[Dataset excerpt]
<<<<

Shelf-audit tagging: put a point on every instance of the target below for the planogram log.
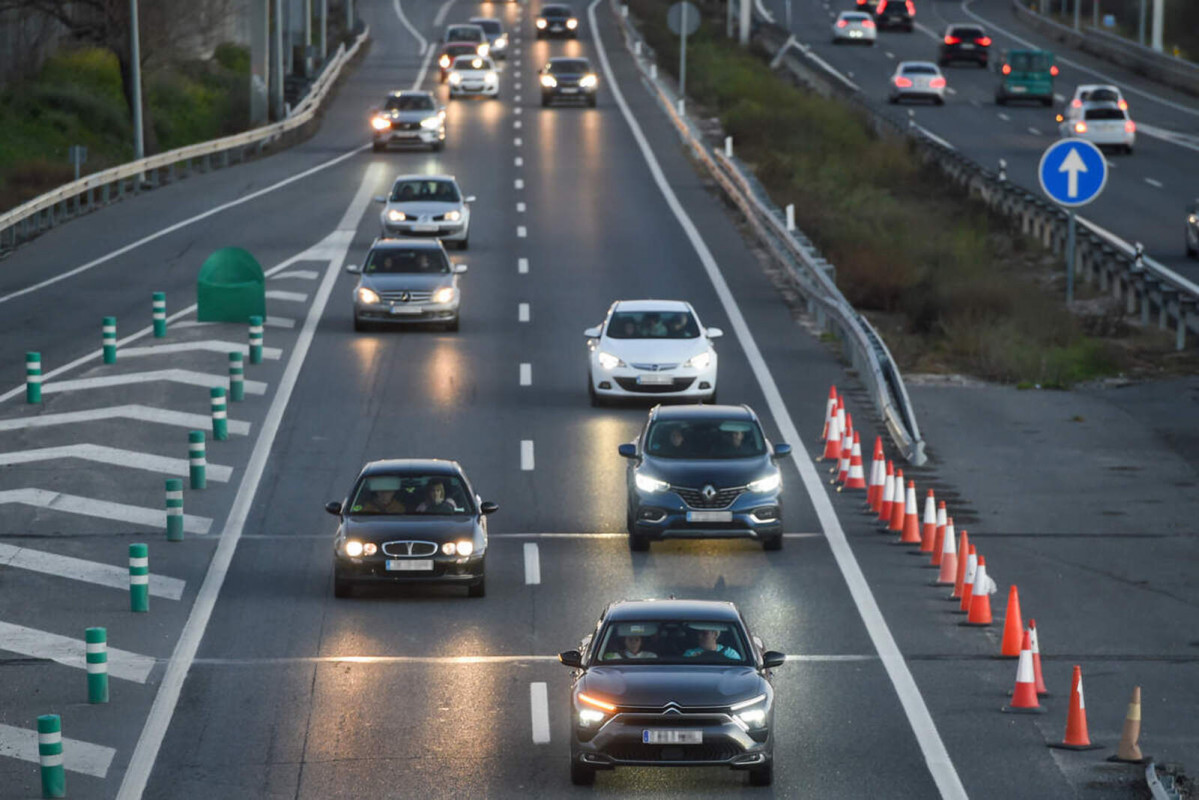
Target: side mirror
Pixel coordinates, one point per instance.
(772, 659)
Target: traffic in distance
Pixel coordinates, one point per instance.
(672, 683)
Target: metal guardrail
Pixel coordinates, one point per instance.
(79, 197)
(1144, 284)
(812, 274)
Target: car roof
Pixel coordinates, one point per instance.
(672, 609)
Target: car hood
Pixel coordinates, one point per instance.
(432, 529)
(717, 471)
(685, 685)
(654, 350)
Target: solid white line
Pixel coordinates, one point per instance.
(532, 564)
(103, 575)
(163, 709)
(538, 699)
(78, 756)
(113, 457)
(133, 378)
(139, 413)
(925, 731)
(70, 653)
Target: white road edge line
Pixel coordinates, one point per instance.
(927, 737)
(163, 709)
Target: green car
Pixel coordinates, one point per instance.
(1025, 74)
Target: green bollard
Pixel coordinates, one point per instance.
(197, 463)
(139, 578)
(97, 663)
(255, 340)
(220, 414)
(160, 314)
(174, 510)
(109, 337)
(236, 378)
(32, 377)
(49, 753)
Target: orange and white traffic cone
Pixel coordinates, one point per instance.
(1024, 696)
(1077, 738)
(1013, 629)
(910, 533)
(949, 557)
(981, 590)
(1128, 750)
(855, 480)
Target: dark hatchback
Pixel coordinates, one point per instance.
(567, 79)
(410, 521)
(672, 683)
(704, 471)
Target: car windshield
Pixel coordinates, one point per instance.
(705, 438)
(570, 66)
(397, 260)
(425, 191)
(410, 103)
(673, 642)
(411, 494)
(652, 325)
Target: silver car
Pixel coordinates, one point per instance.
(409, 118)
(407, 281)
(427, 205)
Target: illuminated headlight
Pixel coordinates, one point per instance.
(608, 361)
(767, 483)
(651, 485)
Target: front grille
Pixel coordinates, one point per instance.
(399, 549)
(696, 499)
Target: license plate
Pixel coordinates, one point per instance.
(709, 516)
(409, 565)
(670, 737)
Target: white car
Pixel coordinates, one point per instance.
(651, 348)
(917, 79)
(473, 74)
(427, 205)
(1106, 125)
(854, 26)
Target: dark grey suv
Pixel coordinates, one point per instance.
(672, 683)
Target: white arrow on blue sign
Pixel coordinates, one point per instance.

>>>>

Objective :: Write out all the entries word for word, but skip any images.

Exercise solution ::
Shelf-audit tagging: put a point on every instance of the target below for the planogram log.
Target: side mirror
Pixel coordinates, one point per instance.
(772, 659)
Target: traffic in distance
Pixel coordinates, one point per instance.
(672, 683)
Target: metal guardrail
Pixel coordinates, one point per instance.
(79, 197)
(1144, 284)
(812, 274)
Target: car roof
Pixel coordinates, one point per instance.
(672, 609)
Target: car hood
Pixel coordinates, one point per instance.
(432, 529)
(717, 471)
(685, 685)
(654, 350)
Target: solid white line
Pixel coordinates, one point per instance.
(532, 564)
(103, 575)
(163, 709)
(538, 699)
(78, 756)
(113, 457)
(133, 378)
(139, 413)
(925, 731)
(70, 653)
Target: white road edge line
Pixel coordinates, one point per instance.
(927, 737)
(163, 709)
Target: green car
Pixel coordinates, one point per instance.
(1025, 74)
Target: green bollard
Pixel coordinates, one point per instance.
(197, 463)
(139, 578)
(97, 663)
(255, 340)
(220, 414)
(160, 314)
(174, 510)
(109, 337)
(236, 378)
(32, 377)
(49, 753)
Target: orange and white traffic cone
Pixel coordinates, one point per instance.
(1024, 696)
(1077, 738)
(1013, 629)
(910, 533)
(949, 557)
(981, 590)
(1128, 750)
(855, 480)
Target: dark hatchback
Pixel coordinates, one point per instance.
(567, 79)
(410, 521)
(672, 683)
(704, 471)
Target: car windshield
Pixel coordinates, one point per instance.
(705, 438)
(570, 66)
(397, 260)
(425, 191)
(410, 103)
(673, 642)
(411, 494)
(652, 325)
Target: silver car
Pixel coordinates, one point per instance.
(409, 118)
(407, 281)
(427, 205)
Target: illuminated headlight
Pixel coordinates, one point per instance.
(608, 361)
(767, 483)
(651, 485)
Target: front grille
Pixel coordinates, one point per instance.
(399, 549)
(696, 499)
Target: license plate
Pixel coordinates, one point per instance.
(709, 516)
(409, 565)
(670, 737)
Target: white car
Pixel coordinates, one point per instance.
(651, 348)
(917, 79)
(473, 74)
(427, 205)
(1106, 125)
(854, 26)
Target: dark grey suv
Pixel coordinates, one point per instance.
(672, 683)
Target: white arrow on blue sign
Pixel coordinates, one point per instance.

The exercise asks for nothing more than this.